## TASK REQUIREMENTS
Extract every line below that contains the string "trunk", copying each one in full. The match is case-sensitive.

## LISTING
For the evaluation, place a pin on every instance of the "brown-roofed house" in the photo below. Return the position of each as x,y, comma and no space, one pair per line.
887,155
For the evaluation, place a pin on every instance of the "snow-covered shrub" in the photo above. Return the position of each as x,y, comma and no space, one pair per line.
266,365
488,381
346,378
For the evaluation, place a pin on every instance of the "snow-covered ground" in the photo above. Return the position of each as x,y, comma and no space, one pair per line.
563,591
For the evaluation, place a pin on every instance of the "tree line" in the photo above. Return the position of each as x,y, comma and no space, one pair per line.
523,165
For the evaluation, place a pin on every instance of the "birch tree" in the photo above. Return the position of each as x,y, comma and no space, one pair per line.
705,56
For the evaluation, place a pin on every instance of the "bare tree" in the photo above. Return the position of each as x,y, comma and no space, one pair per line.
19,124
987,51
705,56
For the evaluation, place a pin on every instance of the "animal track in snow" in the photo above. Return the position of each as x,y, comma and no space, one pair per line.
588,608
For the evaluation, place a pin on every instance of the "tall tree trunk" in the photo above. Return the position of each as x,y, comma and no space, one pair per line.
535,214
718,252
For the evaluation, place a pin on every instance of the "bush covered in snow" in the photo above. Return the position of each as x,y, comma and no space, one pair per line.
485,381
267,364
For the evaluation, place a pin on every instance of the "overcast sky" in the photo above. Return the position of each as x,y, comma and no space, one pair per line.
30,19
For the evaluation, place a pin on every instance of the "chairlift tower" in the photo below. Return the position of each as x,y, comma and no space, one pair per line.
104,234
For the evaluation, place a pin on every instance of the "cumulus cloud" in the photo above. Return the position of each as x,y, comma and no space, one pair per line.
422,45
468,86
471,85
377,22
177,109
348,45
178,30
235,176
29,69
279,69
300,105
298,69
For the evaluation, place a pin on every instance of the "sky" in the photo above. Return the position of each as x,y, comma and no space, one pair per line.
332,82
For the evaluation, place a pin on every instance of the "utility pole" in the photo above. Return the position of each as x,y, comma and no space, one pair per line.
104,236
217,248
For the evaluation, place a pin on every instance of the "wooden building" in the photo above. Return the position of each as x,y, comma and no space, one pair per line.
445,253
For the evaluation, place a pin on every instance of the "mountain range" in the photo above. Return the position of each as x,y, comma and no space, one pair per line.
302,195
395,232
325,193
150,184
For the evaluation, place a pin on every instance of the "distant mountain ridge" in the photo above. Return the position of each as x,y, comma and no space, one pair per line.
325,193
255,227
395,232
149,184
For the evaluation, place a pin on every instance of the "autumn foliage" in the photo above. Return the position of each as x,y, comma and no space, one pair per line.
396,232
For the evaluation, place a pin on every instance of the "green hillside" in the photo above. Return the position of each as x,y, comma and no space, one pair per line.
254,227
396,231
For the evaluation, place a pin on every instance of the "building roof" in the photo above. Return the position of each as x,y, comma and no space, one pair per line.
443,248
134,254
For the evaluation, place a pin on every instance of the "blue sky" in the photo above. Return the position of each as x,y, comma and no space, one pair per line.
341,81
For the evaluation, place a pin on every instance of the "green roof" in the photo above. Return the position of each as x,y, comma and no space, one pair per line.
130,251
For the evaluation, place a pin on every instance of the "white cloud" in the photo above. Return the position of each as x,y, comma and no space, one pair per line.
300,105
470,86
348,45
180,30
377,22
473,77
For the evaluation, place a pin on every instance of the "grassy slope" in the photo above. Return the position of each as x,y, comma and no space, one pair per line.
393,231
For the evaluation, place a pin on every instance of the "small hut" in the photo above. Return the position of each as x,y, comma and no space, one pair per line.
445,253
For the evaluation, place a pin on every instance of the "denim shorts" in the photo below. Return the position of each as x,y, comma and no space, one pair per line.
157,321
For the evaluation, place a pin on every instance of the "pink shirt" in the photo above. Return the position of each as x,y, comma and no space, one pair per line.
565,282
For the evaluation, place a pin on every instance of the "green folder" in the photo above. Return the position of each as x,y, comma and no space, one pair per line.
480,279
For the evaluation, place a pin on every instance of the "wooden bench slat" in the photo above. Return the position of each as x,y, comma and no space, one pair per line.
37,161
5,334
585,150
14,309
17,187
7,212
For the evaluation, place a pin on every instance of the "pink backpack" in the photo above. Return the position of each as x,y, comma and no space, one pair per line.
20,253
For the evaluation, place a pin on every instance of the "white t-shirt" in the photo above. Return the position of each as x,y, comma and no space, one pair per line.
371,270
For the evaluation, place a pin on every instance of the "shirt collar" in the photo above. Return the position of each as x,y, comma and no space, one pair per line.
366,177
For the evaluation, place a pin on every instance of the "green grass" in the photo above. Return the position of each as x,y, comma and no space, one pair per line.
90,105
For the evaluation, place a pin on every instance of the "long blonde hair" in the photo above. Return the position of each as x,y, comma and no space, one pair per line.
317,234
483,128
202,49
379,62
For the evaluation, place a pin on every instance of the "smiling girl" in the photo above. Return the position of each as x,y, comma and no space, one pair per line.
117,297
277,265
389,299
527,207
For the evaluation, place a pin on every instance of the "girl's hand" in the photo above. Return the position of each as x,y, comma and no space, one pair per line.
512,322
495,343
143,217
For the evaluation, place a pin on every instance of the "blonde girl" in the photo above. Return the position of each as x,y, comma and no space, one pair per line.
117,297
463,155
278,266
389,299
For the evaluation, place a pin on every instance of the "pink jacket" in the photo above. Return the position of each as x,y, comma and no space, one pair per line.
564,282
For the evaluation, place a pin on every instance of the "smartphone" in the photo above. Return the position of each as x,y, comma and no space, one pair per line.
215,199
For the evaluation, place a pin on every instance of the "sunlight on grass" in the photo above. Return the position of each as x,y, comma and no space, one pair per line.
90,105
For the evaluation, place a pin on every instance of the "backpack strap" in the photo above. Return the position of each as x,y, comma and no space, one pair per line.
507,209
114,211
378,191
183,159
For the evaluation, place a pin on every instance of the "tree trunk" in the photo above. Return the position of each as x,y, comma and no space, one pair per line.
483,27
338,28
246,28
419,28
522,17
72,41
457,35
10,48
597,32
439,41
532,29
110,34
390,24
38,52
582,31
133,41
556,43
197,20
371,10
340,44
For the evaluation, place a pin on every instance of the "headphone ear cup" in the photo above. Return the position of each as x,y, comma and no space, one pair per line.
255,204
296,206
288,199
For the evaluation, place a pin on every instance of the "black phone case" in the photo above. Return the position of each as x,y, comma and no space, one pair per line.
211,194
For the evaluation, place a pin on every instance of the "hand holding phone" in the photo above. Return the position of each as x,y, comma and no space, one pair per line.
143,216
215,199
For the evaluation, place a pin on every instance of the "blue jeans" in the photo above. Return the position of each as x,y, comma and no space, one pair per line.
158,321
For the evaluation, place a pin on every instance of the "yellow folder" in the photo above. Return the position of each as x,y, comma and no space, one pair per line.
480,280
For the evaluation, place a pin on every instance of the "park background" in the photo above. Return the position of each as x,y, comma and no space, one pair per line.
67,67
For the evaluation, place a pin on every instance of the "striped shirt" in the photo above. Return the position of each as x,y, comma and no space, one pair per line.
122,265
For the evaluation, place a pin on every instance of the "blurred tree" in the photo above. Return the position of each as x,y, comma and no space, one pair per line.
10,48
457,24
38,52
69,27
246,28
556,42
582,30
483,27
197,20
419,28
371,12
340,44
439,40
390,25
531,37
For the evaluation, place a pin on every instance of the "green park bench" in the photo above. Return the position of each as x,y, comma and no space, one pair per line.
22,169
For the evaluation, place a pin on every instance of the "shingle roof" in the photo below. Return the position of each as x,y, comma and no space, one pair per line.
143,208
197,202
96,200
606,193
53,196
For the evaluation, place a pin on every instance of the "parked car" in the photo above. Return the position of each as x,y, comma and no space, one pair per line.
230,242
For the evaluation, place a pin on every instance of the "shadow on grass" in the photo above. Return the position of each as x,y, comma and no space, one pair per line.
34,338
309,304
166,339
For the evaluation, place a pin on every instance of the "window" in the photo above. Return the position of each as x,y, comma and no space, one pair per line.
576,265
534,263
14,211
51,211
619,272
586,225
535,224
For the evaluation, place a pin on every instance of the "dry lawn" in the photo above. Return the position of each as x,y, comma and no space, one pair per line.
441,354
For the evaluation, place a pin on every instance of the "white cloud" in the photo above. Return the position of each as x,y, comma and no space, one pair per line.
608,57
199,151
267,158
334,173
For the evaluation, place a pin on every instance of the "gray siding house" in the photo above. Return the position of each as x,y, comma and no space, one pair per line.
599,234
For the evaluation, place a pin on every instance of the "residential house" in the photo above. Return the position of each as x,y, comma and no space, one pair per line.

## TASK OUTPUT
For the evaluation, place a pin on every instance of the "tall tree trunk" in the photo above. Return the position of each as x,y, comma and no space, one pair per line.
For the evaluation, place a pin on every instance of the "tree trunk" in the photo above. Return the position of each as x,y, comma and no space, one pair per line.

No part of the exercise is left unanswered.